START Available data
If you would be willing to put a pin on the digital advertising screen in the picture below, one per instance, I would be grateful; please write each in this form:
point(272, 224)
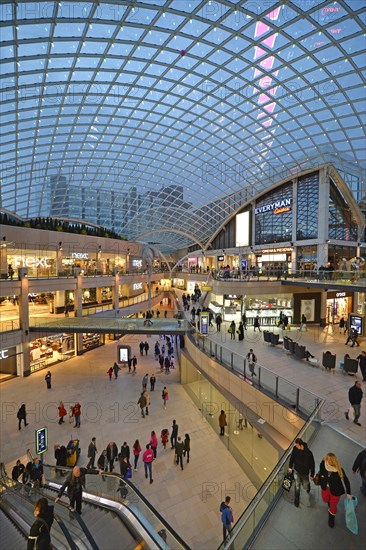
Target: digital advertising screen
point(124, 353)
point(41, 440)
point(356, 322)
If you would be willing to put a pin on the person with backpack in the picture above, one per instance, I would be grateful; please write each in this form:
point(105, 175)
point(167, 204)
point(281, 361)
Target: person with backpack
point(22, 415)
point(302, 462)
point(226, 516)
point(165, 396)
point(359, 465)
point(164, 437)
point(136, 450)
point(39, 536)
point(252, 359)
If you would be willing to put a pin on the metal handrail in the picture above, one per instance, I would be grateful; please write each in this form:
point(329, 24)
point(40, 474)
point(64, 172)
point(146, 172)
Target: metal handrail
point(265, 487)
point(65, 531)
point(151, 508)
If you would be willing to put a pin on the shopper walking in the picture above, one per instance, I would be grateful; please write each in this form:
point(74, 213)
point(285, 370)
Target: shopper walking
point(154, 442)
point(174, 434)
point(257, 324)
point(252, 359)
point(222, 422)
point(142, 402)
point(74, 483)
point(362, 363)
point(303, 323)
point(187, 446)
point(302, 462)
point(241, 331)
point(232, 329)
point(116, 369)
point(218, 322)
point(22, 415)
point(39, 536)
point(147, 459)
point(332, 481)
point(165, 396)
point(164, 437)
point(136, 450)
point(92, 451)
point(179, 448)
point(112, 453)
point(355, 395)
point(144, 381)
point(48, 380)
point(226, 517)
point(359, 465)
point(77, 414)
point(61, 413)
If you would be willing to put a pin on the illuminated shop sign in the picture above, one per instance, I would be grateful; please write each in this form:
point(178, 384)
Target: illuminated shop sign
point(32, 261)
point(80, 255)
point(4, 353)
point(277, 207)
point(275, 250)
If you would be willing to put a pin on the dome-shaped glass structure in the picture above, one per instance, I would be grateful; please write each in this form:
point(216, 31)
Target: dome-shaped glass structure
point(157, 118)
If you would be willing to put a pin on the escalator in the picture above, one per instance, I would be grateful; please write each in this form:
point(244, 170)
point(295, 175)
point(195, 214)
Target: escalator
point(108, 521)
point(11, 536)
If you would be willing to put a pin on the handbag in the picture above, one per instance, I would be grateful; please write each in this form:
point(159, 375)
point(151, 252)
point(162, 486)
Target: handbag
point(350, 514)
point(316, 479)
point(288, 481)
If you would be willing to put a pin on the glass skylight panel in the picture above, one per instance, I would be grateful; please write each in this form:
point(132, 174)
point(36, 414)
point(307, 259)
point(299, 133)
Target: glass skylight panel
point(63, 48)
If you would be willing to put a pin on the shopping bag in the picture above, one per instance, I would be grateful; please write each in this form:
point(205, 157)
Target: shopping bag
point(350, 513)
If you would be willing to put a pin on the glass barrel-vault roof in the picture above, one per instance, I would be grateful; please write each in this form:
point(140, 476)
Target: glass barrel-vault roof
point(142, 115)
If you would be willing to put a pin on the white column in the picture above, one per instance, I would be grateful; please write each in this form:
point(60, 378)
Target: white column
point(323, 217)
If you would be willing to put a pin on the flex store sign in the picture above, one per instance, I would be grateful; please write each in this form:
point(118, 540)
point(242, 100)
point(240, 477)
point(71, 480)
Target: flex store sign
point(32, 262)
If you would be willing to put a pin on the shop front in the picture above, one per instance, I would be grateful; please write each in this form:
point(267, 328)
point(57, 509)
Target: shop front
point(268, 308)
point(38, 263)
point(339, 304)
point(51, 350)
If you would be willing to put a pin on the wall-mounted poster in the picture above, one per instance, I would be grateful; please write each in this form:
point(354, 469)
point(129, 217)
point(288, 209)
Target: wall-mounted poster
point(308, 309)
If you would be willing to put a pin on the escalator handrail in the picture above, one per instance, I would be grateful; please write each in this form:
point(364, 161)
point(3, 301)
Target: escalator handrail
point(141, 496)
point(56, 517)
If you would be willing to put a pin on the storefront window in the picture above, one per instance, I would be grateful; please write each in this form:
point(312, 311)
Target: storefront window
point(307, 206)
point(341, 224)
point(91, 341)
point(273, 216)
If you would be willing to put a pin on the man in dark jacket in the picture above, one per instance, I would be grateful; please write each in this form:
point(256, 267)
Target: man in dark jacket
point(74, 483)
point(355, 395)
point(359, 465)
point(92, 451)
point(302, 461)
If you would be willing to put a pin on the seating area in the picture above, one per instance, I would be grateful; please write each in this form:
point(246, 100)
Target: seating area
point(272, 338)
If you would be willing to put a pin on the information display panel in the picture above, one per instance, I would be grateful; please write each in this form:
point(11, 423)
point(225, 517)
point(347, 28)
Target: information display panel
point(123, 354)
point(41, 440)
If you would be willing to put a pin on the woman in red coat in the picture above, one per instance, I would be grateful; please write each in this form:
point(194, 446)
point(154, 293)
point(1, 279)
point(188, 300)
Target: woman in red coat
point(61, 412)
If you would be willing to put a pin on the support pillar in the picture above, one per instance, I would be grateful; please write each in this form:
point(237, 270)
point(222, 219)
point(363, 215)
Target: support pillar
point(24, 318)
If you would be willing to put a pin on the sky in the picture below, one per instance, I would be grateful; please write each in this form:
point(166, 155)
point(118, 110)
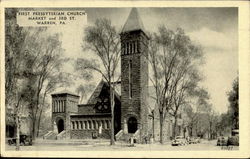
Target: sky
point(215, 29)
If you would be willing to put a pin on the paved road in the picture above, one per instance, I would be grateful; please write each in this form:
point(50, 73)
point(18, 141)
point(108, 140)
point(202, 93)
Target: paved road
point(99, 145)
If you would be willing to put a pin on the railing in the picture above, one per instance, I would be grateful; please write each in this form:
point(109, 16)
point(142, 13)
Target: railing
point(50, 135)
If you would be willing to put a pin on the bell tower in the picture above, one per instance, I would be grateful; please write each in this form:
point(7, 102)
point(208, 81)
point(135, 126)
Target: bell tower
point(134, 76)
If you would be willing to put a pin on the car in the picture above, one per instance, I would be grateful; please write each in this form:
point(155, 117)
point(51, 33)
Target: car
point(222, 141)
point(24, 140)
point(197, 140)
point(179, 140)
point(233, 140)
point(193, 140)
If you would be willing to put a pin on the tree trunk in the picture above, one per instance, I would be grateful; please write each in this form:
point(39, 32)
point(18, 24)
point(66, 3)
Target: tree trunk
point(33, 129)
point(161, 127)
point(112, 141)
point(17, 133)
point(39, 117)
point(175, 124)
point(38, 123)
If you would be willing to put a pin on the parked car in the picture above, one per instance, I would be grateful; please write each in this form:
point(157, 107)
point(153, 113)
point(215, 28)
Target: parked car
point(197, 139)
point(233, 140)
point(24, 140)
point(193, 140)
point(179, 140)
point(222, 141)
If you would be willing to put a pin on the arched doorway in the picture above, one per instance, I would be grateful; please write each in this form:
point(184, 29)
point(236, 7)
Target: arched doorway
point(60, 125)
point(10, 131)
point(132, 125)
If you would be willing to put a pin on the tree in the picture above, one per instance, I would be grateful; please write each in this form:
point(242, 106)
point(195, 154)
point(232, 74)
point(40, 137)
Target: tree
point(83, 90)
point(173, 59)
point(233, 98)
point(14, 52)
point(45, 50)
point(102, 40)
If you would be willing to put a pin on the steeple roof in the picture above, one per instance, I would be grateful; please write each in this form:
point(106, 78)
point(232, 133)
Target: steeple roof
point(133, 22)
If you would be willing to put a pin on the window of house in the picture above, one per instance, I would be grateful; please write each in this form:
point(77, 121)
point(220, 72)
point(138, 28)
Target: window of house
point(107, 122)
point(90, 125)
point(127, 48)
point(130, 78)
point(77, 126)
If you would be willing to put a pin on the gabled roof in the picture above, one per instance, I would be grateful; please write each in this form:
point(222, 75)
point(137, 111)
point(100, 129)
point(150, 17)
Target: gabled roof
point(133, 22)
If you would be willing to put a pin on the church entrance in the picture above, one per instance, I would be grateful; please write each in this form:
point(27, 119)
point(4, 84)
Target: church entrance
point(60, 125)
point(132, 125)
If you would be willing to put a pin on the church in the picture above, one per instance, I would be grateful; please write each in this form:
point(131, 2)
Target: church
point(133, 115)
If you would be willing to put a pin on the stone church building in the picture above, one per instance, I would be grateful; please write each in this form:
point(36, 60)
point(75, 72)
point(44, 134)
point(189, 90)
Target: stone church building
point(133, 113)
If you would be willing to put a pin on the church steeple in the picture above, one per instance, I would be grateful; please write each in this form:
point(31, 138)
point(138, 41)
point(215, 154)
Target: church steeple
point(133, 22)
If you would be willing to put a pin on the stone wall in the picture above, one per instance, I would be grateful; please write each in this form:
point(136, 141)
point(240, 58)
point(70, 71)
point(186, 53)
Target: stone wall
point(136, 105)
point(87, 134)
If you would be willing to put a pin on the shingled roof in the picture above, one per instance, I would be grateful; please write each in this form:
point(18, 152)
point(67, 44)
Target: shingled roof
point(133, 22)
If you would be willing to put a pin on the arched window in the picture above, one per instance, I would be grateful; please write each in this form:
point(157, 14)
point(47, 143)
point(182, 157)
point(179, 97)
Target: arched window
point(94, 124)
point(136, 47)
point(127, 48)
point(107, 122)
point(90, 126)
point(85, 125)
point(80, 127)
point(77, 126)
point(104, 126)
point(59, 107)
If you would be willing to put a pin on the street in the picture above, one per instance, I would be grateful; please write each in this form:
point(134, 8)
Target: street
point(103, 145)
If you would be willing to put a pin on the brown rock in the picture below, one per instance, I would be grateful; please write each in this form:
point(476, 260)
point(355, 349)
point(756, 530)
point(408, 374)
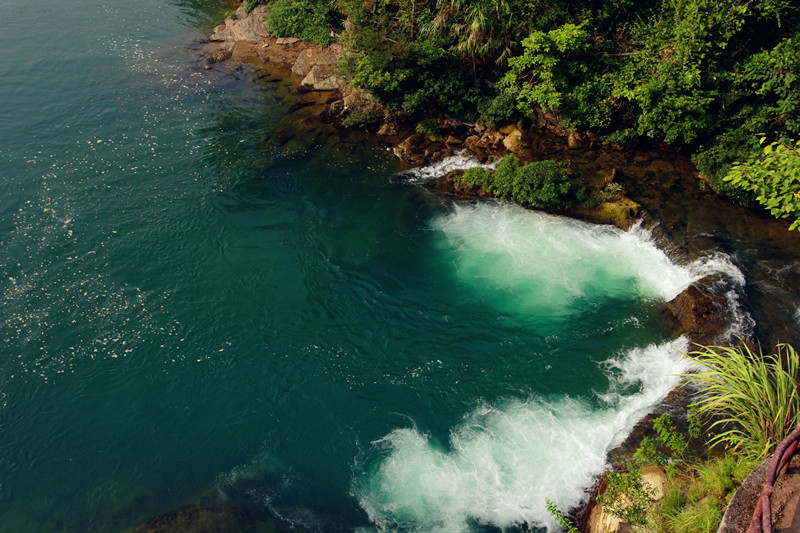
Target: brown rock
point(472, 141)
point(388, 128)
point(513, 141)
point(245, 27)
point(574, 139)
point(491, 139)
point(412, 150)
point(318, 80)
point(699, 313)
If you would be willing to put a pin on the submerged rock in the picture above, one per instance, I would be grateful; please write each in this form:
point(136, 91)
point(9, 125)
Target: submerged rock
point(196, 520)
point(699, 313)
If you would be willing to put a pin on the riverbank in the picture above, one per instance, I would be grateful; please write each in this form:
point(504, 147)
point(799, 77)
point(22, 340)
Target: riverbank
point(537, 138)
point(647, 171)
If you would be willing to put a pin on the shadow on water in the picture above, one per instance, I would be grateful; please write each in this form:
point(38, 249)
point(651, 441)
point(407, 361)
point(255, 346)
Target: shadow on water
point(694, 221)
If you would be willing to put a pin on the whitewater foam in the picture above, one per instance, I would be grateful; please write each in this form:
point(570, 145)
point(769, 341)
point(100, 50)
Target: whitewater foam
point(458, 161)
point(505, 460)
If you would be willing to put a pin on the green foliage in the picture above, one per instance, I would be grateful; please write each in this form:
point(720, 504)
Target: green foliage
point(562, 519)
point(652, 450)
point(306, 19)
point(752, 397)
point(703, 516)
point(429, 127)
point(627, 497)
point(612, 190)
point(415, 76)
point(499, 110)
point(698, 497)
point(550, 64)
point(541, 184)
point(774, 176)
point(250, 5)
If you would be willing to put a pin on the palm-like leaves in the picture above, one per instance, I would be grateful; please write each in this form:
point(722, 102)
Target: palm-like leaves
point(480, 27)
point(754, 398)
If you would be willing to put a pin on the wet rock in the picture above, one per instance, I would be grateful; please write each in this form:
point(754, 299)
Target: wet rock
point(513, 141)
point(412, 150)
point(622, 212)
point(491, 140)
point(388, 128)
point(743, 503)
point(574, 139)
point(472, 141)
point(784, 500)
point(244, 27)
point(699, 313)
point(316, 56)
point(653, 477)
point(318, 80)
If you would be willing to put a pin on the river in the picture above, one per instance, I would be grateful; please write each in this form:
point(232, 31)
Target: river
point(192, 317)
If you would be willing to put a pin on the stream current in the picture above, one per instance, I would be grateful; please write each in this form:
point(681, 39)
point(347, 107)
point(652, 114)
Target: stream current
point(189, 318)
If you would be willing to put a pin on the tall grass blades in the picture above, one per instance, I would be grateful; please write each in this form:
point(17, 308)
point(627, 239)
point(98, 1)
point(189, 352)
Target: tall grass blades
point(753, 398)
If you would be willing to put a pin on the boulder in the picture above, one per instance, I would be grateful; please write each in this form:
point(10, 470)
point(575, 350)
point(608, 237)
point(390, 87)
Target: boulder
point(699, 313)
point(388, 128)
point(574, 139)
point(513, 141)
point(314, 55)
point(318, 80)
point(600, 520)
point(244, 27)
point(412, 150)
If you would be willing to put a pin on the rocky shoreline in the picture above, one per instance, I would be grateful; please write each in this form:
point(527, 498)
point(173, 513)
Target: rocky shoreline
point(699, 312)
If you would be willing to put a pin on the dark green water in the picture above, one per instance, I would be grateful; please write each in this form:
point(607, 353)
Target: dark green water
point(187, 316)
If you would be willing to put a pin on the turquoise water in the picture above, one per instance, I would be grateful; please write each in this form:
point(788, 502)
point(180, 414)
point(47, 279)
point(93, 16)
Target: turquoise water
point(188, 315)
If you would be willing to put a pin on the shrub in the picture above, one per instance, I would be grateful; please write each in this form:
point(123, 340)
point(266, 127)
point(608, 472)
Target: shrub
point(541, 184)
point(774, 176)
point(429, 127)
point(250, 5)
point(627, 497)
point(300, 18)
point(754, 398)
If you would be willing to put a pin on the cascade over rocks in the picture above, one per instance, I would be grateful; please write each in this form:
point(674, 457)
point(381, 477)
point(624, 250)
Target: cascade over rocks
point(699, 313)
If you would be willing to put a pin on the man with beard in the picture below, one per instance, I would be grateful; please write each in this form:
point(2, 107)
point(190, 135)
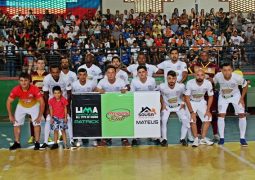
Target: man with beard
point(172, 100)
point(210, 70)
point(174, 64)
point(93, 71)
point(195, 93)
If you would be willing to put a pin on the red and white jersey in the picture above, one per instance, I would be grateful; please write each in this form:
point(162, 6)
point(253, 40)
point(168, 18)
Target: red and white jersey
point(138, 85)
point(49, 83)
point(172, 97)
point(108, 87)
point(229, 87)
point(27, 98)
point(179, 67)
point(197, 92)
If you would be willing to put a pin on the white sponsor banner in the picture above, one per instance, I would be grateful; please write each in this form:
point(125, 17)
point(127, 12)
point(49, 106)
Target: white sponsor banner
point(147, 114)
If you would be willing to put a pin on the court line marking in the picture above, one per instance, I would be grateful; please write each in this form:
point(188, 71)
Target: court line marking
point(252, 165)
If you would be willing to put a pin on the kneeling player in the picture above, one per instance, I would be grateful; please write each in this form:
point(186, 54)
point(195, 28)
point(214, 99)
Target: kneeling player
point(230, 93)
point(172, 101)
point(195, 93)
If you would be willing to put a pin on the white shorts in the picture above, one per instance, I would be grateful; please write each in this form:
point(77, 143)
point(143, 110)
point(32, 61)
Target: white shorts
point(200, 107)
point(224, 102)
point(21, 112)
point(183, 115)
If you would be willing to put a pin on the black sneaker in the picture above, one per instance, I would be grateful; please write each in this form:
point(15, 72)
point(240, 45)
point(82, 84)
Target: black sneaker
point(44, 146)
point(37, 146)
point(135, 142)
point(183, 142)
point(15, 146)
point(54, 146)
point(164, 143)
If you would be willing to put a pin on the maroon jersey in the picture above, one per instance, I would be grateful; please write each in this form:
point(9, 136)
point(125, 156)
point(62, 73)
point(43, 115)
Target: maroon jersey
point(210, 68)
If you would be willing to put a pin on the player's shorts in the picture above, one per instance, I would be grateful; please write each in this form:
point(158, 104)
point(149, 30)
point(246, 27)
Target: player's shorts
point(200, 107)
point(183, 114)
point(58, 124)
point(224, 102)
point(21, 112)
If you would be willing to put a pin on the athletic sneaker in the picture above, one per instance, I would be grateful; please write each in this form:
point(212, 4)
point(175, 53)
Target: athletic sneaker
point(15, 146)
point(164, 143)
point(221, 141)
point(196, 142)
point(125, 143)
point(183, 142)
point(31, 140)
point(135, 142)
point(44, 146)
point(54, 146)
point(243, 142)
point(37, 146)
point(206, 141)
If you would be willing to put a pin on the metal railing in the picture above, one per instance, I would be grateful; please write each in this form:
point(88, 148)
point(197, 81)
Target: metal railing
point(14, 61)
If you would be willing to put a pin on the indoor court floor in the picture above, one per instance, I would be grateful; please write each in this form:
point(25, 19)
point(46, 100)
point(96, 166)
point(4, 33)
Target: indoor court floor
point(230, 161)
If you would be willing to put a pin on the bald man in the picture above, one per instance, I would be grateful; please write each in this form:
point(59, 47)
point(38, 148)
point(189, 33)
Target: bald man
point(197, 105)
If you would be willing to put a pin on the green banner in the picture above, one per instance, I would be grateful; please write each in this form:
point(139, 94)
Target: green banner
point(117, 115)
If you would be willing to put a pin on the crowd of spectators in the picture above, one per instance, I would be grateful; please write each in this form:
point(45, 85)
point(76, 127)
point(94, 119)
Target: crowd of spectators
point(26, 36)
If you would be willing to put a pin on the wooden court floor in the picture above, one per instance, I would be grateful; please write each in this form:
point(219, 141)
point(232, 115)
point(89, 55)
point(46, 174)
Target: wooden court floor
point(144, 162)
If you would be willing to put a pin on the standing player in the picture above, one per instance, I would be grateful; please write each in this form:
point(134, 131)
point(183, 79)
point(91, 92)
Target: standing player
point(172, 100)
point(119, 72)
point(37, 80)
point(141, 59)
point(174, 64)
point(195, 93)
point(93, 71)
point(31, 103)
point(112, 84)
point(51, 80)
point(230, 93)
point(83, 85)
point(210, 70)
point(142, 83)
point(69, 76)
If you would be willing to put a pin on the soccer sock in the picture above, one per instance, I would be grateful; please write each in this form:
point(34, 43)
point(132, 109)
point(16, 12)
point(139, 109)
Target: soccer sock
point(221, 126)
point(46, 131)
point(242, 127)
point(184, 131)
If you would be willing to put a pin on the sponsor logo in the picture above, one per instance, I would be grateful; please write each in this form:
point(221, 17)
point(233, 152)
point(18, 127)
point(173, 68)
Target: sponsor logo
point(118, 114)
point(147, 112)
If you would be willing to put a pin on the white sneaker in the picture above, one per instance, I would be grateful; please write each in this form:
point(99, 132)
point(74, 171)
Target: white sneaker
point(206, 141)
point(196, 142)
point(95, 143)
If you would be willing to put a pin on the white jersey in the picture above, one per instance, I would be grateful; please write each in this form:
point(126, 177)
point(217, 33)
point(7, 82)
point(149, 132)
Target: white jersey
point(197, 92)
point(122, 75)
point(89, 86)
point(70, 76)
point(172, 97)
point(148, 85)
point(179, 67)
point(150, 68)
point(108, 87)
point(49, 83)
point(229, 88)
point(94, 72)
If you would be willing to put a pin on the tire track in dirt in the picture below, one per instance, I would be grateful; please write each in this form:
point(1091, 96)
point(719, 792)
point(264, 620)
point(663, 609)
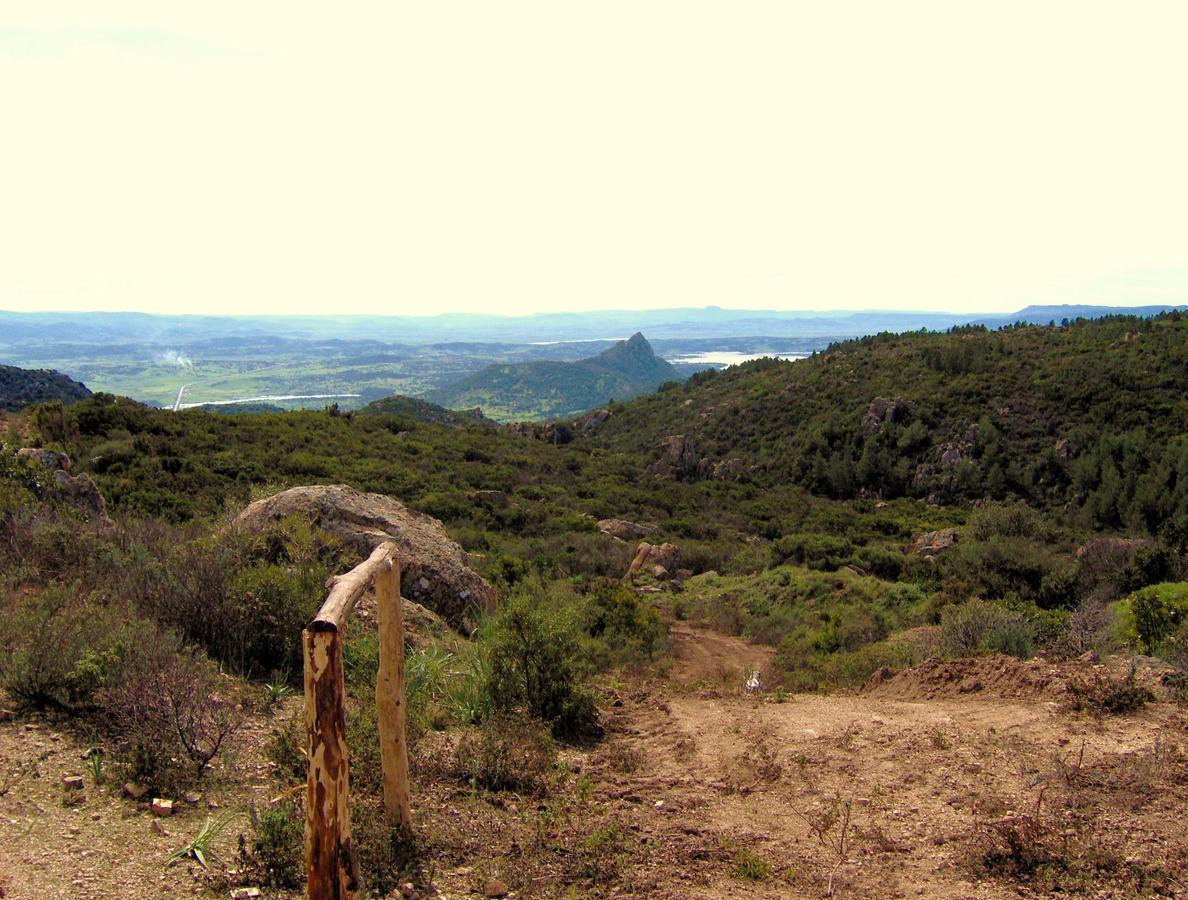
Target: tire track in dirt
point(706, 771)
END Available data
■ Task to complete: Work out how many lines of the data above contain the string "below" and give the number alone.

■ Answer to this problem: 5